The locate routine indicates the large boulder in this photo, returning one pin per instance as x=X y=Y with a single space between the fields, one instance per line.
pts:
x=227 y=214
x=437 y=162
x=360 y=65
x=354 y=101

* * * * * * * * *

## Stated exercise
Express the records above as a CSV with the two columns input and output. Give one row per record holding its text and its answer, each in a single quoted field with line breaks replaced by spaces.

## Response to this task
input,output
"The locate routine indicates the large boulder in this photo, returning one pin per instance as x=X y=Y with a single space between the fields, one instance per line. pts:","x=227 y=214 x=437 y=162 x=360 y=65 x=354 y=101"